Exercise.
Copy out the lines of the material starting at the line containing "TARGET = moss-covered rock" and ending at the line containing "x=22, y=252", with both of those lines included.

##############################

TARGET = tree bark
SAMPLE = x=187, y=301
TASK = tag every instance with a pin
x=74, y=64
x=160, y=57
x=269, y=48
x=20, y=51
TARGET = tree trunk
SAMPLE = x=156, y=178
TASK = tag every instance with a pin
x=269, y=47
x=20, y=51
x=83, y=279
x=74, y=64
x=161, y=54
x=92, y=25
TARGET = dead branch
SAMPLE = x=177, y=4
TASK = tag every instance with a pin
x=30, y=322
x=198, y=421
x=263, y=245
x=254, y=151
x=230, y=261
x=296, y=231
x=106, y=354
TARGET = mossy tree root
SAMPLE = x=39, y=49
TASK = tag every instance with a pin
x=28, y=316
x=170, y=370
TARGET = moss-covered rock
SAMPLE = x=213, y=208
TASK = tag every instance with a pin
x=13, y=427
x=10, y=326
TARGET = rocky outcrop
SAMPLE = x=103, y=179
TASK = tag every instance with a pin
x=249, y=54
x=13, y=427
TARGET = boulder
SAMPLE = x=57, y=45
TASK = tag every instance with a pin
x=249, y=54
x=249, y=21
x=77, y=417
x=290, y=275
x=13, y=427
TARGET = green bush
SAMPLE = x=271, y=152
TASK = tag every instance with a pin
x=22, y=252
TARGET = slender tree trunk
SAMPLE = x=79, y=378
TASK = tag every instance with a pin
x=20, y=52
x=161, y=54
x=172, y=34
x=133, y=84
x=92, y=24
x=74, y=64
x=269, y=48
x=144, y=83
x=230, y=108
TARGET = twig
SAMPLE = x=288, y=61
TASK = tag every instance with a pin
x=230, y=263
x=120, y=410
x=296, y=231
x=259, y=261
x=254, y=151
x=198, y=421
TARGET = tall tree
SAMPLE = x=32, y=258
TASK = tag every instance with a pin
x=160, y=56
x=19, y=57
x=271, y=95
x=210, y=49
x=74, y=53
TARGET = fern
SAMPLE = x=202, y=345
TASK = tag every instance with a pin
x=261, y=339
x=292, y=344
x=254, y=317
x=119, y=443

##############################

Solution to this task.
TARGET = moss-covered rock
SAMPLE = x=213, y=208
TASK = tag every instance with a pin
x=13, y=427
x=10, y=326
TARGET = rocky outcrop
SAMPLE = x=103, y=179
TASK = tag every instance with a pin
x=249, y=54
x=13, y=427
TARGET = boulder
SAMPLE = x=57, y=45
TASK = tag every instance with a pin
x=249, y=54
x=249, y=21
x=77, y=417
x=290, y=275
x=13, y=427
TARGET = green bush
SAMPLE = x=271, y=152
TASK = tag every instance with a pin
x=22, y=252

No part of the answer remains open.